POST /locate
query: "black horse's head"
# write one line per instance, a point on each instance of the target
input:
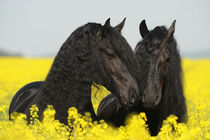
(119, 62)
(154, 54)
(99, 53)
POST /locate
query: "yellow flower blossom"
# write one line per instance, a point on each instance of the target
(16, 72)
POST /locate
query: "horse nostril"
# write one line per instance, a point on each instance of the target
(156, 99)
(133, 96)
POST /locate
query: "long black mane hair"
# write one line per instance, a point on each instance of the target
(160, 81)
(92, 53)
(158, 49)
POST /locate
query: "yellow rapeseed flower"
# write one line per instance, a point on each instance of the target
(16, 72)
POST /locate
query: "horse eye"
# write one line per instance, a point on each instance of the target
(110, 56)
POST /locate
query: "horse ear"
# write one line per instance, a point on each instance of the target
(171, 31)
(169, 35)
(105, 29)
(120, 26)
(143, 28)
(106, 26)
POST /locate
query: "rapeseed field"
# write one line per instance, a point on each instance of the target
(16, 72)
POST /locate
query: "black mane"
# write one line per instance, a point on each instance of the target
(173, 101)
(77, 65)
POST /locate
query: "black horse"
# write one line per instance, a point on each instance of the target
(92, 53)
(160, 81)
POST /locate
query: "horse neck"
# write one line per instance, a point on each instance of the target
(70, 85)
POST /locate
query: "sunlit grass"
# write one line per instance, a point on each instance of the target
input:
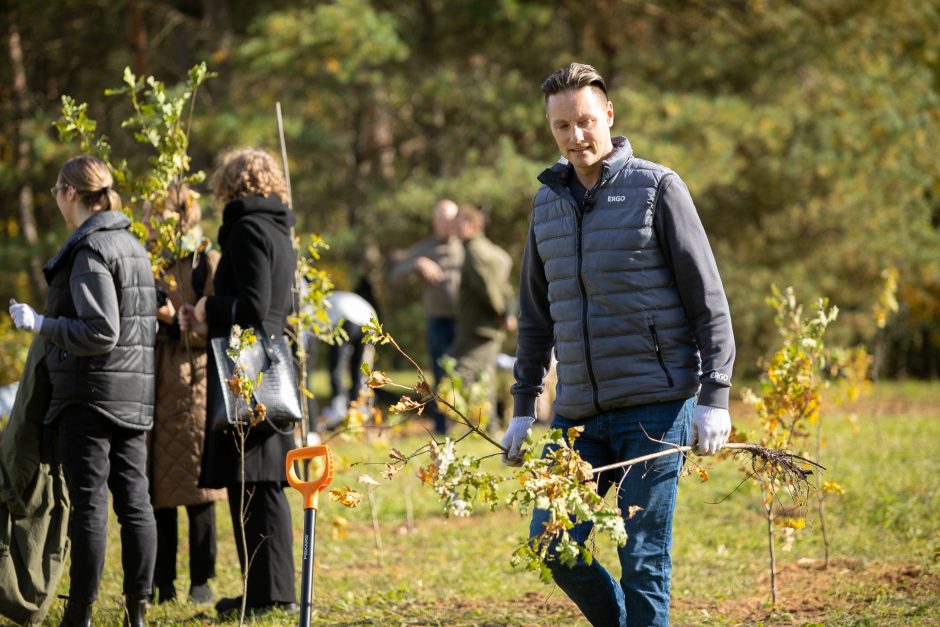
(456, 571)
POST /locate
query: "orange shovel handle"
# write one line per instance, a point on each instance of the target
(310, 489)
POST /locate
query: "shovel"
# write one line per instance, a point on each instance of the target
(311, 493)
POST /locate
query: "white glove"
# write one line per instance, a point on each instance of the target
(516, 432)
(25, 317)
(710, 429)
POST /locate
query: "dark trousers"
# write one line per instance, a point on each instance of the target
(202, 545)
(98, 455)
(269, 540)
(440, 336)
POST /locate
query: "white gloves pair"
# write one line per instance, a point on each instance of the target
(25, 317)
(711, 427)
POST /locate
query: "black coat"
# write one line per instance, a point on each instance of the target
(252, 289)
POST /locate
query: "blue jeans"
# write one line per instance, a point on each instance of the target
(642, 596)
(440, 336)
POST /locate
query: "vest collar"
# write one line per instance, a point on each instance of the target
(557, 176)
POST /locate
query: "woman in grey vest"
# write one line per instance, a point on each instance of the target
(100, 322)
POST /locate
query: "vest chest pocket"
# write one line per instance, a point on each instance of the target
(659, 352)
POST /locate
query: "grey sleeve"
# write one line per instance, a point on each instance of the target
(535, 338)
(97, 325)
(687, 251)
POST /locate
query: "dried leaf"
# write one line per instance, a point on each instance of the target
(378, 379)
(404, 404)
(346, 496)
(423, 389)
(367, 480)
(390, 471)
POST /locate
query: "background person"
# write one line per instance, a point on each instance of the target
(437, 260)
(99, 320)
(252, 288)
(485, 297)
(180, 412)
(619, 279)
(352, 312)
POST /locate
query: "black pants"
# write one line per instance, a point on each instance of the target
(269, 540)
(97, 455)
(202, 545)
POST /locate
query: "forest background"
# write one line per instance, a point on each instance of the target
(807, 131)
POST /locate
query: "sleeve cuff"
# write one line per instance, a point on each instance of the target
(714, 396)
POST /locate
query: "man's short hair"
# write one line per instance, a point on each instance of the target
(573, 77)
(470, 214)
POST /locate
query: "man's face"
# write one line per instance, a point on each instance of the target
(580, 121)
(467, 228)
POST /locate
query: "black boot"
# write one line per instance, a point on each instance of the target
(76, 615)
(135, 611)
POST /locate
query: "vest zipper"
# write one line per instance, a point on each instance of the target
(584, 324)
(659, 354)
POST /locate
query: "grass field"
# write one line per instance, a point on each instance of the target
(437, 571)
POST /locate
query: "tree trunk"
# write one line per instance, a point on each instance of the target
(23, 156)
(137, 34)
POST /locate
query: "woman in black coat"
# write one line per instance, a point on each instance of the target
(252, 289)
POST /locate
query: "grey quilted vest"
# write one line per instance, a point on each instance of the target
(621, 333)
(118, 384)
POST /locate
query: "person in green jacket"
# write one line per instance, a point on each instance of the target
(483, 315)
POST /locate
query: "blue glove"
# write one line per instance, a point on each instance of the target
(516, 432)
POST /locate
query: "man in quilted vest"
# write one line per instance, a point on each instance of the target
(618, 278)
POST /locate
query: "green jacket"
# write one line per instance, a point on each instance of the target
(34, 501)
(485, 290)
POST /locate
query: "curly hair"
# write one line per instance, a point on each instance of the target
(247, 172)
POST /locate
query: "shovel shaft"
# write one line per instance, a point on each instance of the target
(306, 572)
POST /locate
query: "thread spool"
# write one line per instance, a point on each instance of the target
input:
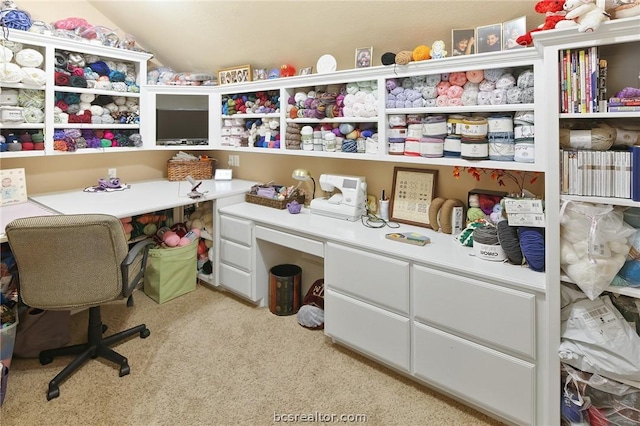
(434, 126)
(524, 152)
(475, 127)
(412, 147)
(452, 146)
(474, 149)
(431, 147)
(454, 124)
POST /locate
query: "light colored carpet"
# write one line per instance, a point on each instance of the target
(213, 359)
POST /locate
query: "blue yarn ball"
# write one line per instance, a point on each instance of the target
(100, 67)
(532, 246)
(17, 19)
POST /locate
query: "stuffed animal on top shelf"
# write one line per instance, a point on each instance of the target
(555, 17)
(586, 13)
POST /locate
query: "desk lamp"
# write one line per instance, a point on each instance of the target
(304, 176)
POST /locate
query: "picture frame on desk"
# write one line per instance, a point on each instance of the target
(412, 193)
(14, 187)
(237, 74)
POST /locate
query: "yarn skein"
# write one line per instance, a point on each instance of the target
(532, 246)
(508, 237)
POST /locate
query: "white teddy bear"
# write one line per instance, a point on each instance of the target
(586, 14)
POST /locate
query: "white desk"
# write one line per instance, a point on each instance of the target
(142, 197)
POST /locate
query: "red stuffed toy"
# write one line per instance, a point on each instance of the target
(554, 18)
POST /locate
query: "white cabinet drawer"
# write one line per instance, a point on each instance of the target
(236, 280)
(495, 314)
(235, 254)
(237, 230)
(368, 276)
(294, 242)
(499, 382)
(379, 333)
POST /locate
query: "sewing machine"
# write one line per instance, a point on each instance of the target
(348, 203)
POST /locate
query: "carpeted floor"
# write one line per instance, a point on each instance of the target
(213, 359)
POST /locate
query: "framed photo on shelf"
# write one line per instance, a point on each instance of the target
(489, 38)
(364, 57)
(411, 195)
(14, 187)
(259, 74)
(511, 30)
(239, 74)
(463, 42)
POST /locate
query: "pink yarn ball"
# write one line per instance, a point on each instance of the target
(171, 239)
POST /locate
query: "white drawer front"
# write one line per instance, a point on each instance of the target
(235, 254)
(236, 280)
(374, 331)
(489, 378)
(237, 230)
(497, 315)
(294, 242)
(383, 281)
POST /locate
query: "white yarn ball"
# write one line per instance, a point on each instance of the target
(6, 55)
(87, 97)
(10, 73)
(34, 76)
(29, 58)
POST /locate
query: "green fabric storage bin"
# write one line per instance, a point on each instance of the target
(171, 272)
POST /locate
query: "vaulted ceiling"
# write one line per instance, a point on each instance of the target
(207, 35)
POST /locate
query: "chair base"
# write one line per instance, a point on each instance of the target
(96, 346)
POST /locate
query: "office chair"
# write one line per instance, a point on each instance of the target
(70, 262)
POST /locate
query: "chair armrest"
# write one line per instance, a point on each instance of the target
(129, 284)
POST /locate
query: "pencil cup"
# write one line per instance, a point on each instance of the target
(384, 209)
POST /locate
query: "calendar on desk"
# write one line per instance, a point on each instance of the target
(412, 194)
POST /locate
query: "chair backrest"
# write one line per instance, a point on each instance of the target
(68, 261)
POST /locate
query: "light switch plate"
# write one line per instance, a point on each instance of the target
(223, 174)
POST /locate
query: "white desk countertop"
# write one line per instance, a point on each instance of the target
(142, 197)
(443, 252)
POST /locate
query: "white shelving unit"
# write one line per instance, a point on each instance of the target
(49, 46)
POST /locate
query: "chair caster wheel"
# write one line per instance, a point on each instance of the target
(54, 392)
(124, 370)
(44, 360)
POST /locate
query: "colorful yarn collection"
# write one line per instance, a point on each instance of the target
(475, 87)
(72, 139)
(91, 71)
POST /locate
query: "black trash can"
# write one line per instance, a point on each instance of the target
(285, 286)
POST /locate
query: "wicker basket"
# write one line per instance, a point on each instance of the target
(199, 170)
(270, 202)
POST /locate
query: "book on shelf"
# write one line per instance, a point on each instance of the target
(602, 85)
(624, 108)
(599, 173)
(635, 172)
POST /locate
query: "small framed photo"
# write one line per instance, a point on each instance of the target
(463, 42)
(411, 196)
(14, 187)
(511, 30)
(489, 38)
(364, 57)
(238, 74)
(259, 74)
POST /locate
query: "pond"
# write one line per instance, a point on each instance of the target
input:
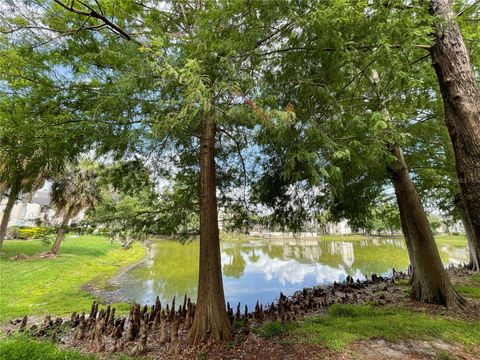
(259, 269)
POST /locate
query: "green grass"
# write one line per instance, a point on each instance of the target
(344, 324)
(470, 291)
(53, 286)
(22, 348)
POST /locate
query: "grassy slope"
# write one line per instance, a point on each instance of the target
(344, 324)
(22, 348)
(53, 286)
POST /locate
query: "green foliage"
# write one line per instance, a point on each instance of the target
(37, 232)
(24, 348)
(275, 328)
(469, 291)
(345, 324)
(39, 286)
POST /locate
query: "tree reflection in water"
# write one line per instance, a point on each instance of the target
(259, 269)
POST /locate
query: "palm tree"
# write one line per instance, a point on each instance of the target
(76, 189)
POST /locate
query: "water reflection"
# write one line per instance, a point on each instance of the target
(259, 269)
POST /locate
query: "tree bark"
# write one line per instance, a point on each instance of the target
(430, 281)
(461, 101)
(473, 250)
(2, 191)
(211, 318)
(12, 197)
(61, 232)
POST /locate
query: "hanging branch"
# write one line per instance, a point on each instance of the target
(95, 14)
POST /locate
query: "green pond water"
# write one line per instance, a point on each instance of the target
(259, 269)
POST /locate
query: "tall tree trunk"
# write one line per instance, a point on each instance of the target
(12, 197)
(461, 101)
(211, 318)
(473, 250)
(430, 283)
(2, 191)
(61, 232)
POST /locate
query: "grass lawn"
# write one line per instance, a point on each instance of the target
(345, 323)
(53, 286)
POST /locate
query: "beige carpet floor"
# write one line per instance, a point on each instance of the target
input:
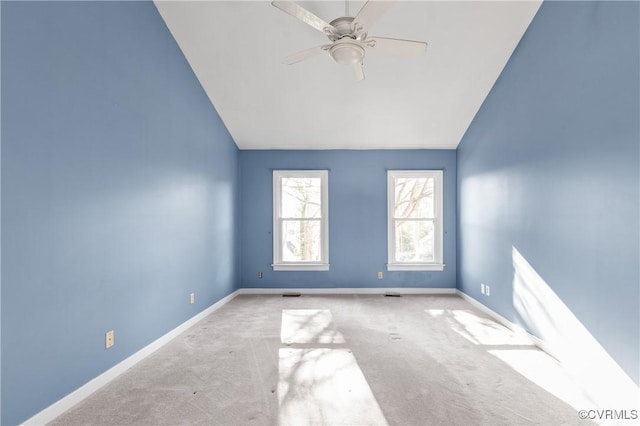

========

• _WHAT IS NEEDED_
List every line in the records that contains the word "background". Copy each of those lines in full.

• _IN RESPONSE_
query: "background person"
query: "forest background"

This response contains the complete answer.